** PAGE EXCERPT **
═══
Biomedical technology is advancing in leaps and bounds. Two generations ago, electronic fetal monitoring was pure science fiction. As for learning the gender of your fetus, this was just becoming practical and happening only for expecting mothers who needed special tests. Today, however, prenatal monitoring is standard-of-care and fetal gender is something you just find out along the way –unless, of course, you choose to wait for a surprise.
Go back still further in time and the advances are still more striking. In the 19th century, a woman had about 1 in 20 chance of dying from infections or bleeding in connection with childbirth. That was here in the US and it sounds high enough. You wouldn’t board a plane that had 1 in 20 chance of crashing, but mothering up to eight children or more was common in that era. This means that dying eventually of childbirth was nearly typical in those days. Jump to the early 1900s and survival got a little better for mothers, but infant mortality —the percentage of children dying within the first year of life— was still a whipping 15 percent. A century ago, ‘vaccination’ meant protection only against smallpox. Vaccines for diphtheria, pertussis, measles, polio, and many other infectious diseases were not invented yet, so couples would also have many children on purpose, expecting that some of them would die young.
Preventing and treating diseases that used to kill babies and children in large numbers changed the parenting experience, but what else is coming? There are many things on the horizon and some may sound science fiction-like, but they could be real for your grandchildren. Here are a couple of examples:
Colonization of the Moon, Mars, and other destinations is still sci-fi, but technology innovator-entrepreneur Elon Musk has drawn up plans to settle thousands of humans on Mars by mid century. Technology for engines and life support is developing quickly, but reproduction is rather important if humans plan to stay on a new world and we don’t know whether a human embryo will develop normally in a low gravity environment, such as the Martian surface, where you weigh just 38 percent of what you weigh on Earth. But people are gearing up to go anyway and your kids might be among them.
The artificial womb
Current technology enables doctors to remove a fetus from a mother earlier in pregnancy than the usual 40 weeks of gestation and keep the newborn alive. But this becomes really difficult to pull off below 24 weeks or so, mostly because the lungs are not ready. However, new devices that freshen the fetal blood with oxygen and remove carbon dioxide are on the brink of pushing back the limit. The devices are expected to evolve into an artificial placenta over the next several years. This will lead to a situation in which an egg can be fertilized and developed to a healthy infant, completely outside of the mother’s body. Medicine will have developed the artificial womb.
In future posts, I will discuss more about these and other potential reproductive developments, including how they may interact with genetic technologies and inventions outside biomedicine.
═══
** EXERCISE DATA **

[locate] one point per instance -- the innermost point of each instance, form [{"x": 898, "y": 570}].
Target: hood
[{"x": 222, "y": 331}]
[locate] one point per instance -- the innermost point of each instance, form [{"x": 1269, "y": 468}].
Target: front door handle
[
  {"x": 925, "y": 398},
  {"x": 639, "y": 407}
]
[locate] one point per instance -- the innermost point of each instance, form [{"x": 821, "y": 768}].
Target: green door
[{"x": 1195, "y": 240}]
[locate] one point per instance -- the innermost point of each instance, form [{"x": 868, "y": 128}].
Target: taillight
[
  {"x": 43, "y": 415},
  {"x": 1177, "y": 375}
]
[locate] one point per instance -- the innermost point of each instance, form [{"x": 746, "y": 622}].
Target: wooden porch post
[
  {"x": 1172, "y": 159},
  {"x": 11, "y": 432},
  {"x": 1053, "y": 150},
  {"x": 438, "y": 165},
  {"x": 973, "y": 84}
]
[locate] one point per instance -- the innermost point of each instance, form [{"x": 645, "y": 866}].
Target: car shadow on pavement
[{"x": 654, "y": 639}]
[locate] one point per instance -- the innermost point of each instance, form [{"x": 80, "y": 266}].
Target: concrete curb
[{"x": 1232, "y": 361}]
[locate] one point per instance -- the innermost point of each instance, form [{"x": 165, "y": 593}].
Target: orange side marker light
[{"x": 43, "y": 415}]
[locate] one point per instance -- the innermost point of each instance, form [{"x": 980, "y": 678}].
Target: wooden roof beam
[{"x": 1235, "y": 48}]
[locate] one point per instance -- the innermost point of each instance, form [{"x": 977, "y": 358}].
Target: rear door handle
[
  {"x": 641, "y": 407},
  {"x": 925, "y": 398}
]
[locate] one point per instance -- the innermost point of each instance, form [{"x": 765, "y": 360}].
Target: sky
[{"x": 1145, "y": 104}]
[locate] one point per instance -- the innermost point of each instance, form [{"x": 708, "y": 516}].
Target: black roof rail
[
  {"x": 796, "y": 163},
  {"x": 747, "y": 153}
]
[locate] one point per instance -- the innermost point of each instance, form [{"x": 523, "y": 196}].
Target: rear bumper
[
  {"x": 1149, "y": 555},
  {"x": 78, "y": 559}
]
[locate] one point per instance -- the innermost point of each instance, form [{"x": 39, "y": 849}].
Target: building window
═══
** DIRECTIONS **
Reproduce the passage from the piece on reproductive technology word for word, starting with "Biomedical technology is" and going on through "for a surprise.".

** ANSWER SECTION **
Biomedical technology is advancing in leaps and bounds. Two generations ago, electronic fetal monitoring was pure science fiction. As for learning the gender of your fetus, this was just becoming practical and happening only for expecting mothers who needed special tests. Today, however, prenatal monitoring is standard-of-care and fetal gender is something you just find out along the way –unless, of course, you choose to wait for a surprise.